* _Brief_
Display each line in the records below that contains the word "mode". Case counts.

(Dataset excerpt)
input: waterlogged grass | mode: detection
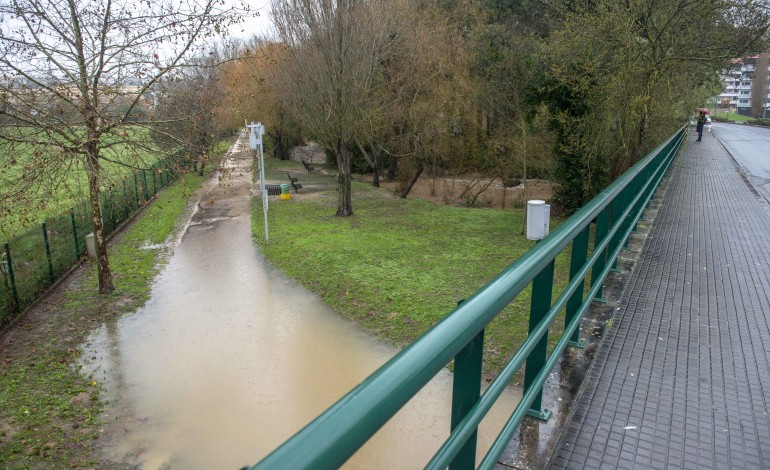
[0,128,173,240]
[713,113,754,122]
[0,170,203,468]
[252,161,569,375]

* _Final result_
input: waterlogged grass | mode: detection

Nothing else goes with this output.